WHAT IS EXPECTED. The entries are to be reproduced word for word, with all images left out.
[Opening INFORMATION SUPPLIED section]
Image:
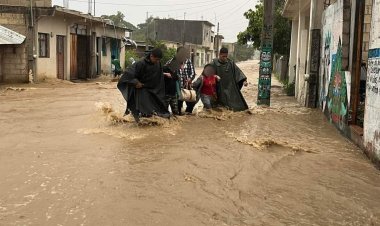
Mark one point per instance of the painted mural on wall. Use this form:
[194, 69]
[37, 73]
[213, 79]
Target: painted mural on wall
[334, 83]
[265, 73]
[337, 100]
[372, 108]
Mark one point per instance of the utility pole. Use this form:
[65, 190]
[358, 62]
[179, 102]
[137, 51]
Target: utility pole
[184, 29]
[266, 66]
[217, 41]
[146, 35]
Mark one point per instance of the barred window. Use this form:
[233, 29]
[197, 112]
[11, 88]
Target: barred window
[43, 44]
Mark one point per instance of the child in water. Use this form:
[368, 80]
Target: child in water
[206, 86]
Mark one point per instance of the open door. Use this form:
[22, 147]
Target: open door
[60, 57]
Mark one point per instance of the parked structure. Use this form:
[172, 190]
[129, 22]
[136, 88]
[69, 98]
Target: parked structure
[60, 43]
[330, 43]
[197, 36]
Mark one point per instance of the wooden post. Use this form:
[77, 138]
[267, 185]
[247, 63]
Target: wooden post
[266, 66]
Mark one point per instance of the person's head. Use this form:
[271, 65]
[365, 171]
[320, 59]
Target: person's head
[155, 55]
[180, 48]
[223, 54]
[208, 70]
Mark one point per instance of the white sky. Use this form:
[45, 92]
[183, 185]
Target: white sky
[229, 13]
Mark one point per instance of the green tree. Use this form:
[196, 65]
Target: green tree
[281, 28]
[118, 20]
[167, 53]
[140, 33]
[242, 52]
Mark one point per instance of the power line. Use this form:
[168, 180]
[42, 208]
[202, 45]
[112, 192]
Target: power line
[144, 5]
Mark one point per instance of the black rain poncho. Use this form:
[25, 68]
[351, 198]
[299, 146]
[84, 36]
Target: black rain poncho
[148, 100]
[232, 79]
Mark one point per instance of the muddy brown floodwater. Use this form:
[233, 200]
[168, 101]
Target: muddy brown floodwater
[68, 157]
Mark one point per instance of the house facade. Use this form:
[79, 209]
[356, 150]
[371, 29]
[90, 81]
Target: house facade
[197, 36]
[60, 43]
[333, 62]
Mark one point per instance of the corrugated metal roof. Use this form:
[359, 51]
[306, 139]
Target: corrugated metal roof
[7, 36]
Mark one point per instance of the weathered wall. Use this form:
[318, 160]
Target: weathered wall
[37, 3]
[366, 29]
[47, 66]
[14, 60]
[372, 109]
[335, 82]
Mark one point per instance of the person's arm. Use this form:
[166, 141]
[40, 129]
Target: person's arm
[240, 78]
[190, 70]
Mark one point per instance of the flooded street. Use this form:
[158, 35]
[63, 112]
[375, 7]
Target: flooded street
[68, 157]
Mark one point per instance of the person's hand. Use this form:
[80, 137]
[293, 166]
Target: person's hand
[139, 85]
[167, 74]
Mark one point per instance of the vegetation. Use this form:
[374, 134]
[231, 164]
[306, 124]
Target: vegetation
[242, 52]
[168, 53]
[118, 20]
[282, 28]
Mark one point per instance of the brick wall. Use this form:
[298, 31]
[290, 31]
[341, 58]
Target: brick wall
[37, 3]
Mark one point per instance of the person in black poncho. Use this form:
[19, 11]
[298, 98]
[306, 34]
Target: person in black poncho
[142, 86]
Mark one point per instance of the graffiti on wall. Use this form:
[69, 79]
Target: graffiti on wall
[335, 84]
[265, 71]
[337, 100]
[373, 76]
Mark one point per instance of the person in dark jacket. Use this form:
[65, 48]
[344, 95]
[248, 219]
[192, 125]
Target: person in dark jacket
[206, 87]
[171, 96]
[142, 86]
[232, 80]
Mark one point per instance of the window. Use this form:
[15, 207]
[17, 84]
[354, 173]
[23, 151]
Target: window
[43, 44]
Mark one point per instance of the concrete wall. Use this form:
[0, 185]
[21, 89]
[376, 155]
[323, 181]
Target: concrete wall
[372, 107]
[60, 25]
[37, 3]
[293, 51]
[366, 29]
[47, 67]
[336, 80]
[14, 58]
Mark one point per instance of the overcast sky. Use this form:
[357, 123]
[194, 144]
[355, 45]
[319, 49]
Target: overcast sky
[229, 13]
[Closing INFORMATION SUPPLIED section]
TASK RESULT.
Image:
Mark one point per instance of the painted mural on wall. Use this form:
[194, 69]
[37, 73]
[213, 79]
Target: painted mural on wall
[334, 83]
[265, 73]
[337, 100]
[372, 108]
Mark one point per instance of the utility pole. Use this form:
[65, 190]
[358, 62]
[179, 102]
[137, 51]
Target: utility pole
[184, 29]
[266, 66]
[217, 41]
[146, 35]
Mark one point per instance of the barred window. Use this form:
[233, 29]
[197, 112]
[11, 88]
Target: barred window
[43, 44]
Mark one point per instance of the child in water. Use this form:
[368, 80]
Target: child in water
[206, 86]
Mark one point per instance of the open door. Use this form:
[22, 147]
Target: open door
[60, 57]
Mark one point per instance of the parked structure. Use this form:
[172, 190]
[129, 22]
[136, 88]
[69, 98]
Target: parked structure
[60, 43]
[330, 43]
[197, 36]
Mark one point per instance of the wooden post. Use this form:
[77, 138]
[267, 185]
[247, 63]
Target: wooden post
[266, 66]
Mark one point per instance of the person's head. Use this form:
[271, 65]
[365, 171]
[320, 59]
Target: person's head
[155, 55]
[180, 48]
[223, 54]
[208, 70]
Mark one point per instance of the white sky. Use this form:
[45, 92]
[183, 185]
Target: white sky
[229, 13]
Mark one point per instance of the green tree. Use this form:
[196, 65]
Target: green tree
[281, 28]
[118, 20]
[167, 53]
[140, 33]
[242, 52]
Mark one point per instance of the power line. Use this form:
[168, 180]
[42, 208]
[202, 45]
[112, 192]
Target: power line
[144, 5]
Mark one point per instance of the black rain poncho. Use this form:
[25, 68]
[351, 198]
[299, 146]
[84, 36]
Target: black rain poncho
[148, 100]
[232, 79]
Mark one point per instance of the muddy brown floodwater. Use this form:
[233, 200]
[168, 101]
Target: muddy brown floodwater
[68, 157]
Mark one point per instance of the house facade. Use this form:
[79, 209]
[356, 150]
[371, 29]
[90, 81]
Target: house facade
[197, 36]
[60, 43]
[333, 62]
Mark one point per instance of the corrugated metal roof. Use this form:
[359, 51]
[306, 139]
Target: corrugated metal roof
[7, 36]
Mark one point per instance of the weathered wall. Use this form:
[318, 160]
Target: weathered wall
[37, 3]
[366, 29]
[47, 66]
[14, 60]
[372, 109]
[335, 82]
Mark one point per instance of the person's arm. Use this form:
[166, 141]
[40, 129]
Target: person's arm
[240, 78]
[190, 70]
Mark one point per instance of the flooded street. Use this form:
[158, 35]
[63, 112]
[375, 7]
Target: flooded street
[68, 157]
Mark one point per instance of the person's hand. Use this form:
[80, 137]
[293, 166]
Target: person's hand
[139, 85]
[167, 74]
Mark one point per instance of the vegetation. Use this form:
[374, 134]
[231, 164]
[306, 124]
Target: vegetation
[242, 52]
[168, 53]
[118, 20]
[282, 28]
Mark one point per instance of the brick wall. Use this form:
[298, 31]
[290, 31]
[341, 58]
Target: brick wall
[37, 3]
Mark one point per instance of the person in black poncho. Use this form:
[19, 11]
[298, 98]
[306, 34]
Target: person in black poncho
[142, 86]
Mark one point per instance of the graffiti on wall. Use this form:
[69, 79]
Target: graffiti on wall
[335, 84]
[265, 71]
[337, 100]
[373, 76]
Mark one point per instance of the person in dark jacket. Use this form:
[65, 48]
[344, 95]
[248, 219]
[192, 125]
Target: person in dark jacket
[206, 87]
[171, 96]
[142, 86]
[232, 80]
Mark one point per instance of the window. Use this form:
[15, 207]
[17, 84]
[354, 173]
[23, 151]
Target: window
[43, 44]
Mark one point per instance of the concrete wall. Use this form:
[0, 185]
[21, 89]
[376, 155]
[323, 181]
Target: concrete wall
[372, 107]
[60, 25]
[37, 3]
[293, 51]
[366, 29]
[47, 67]
[336, 80]
[14, 58]
Mark one point per instance of the overcast sky. Use this form:
[357, 123]
[194, 144]
[355, 45]
[319, 49]
Target: overcast sky
[229, 13]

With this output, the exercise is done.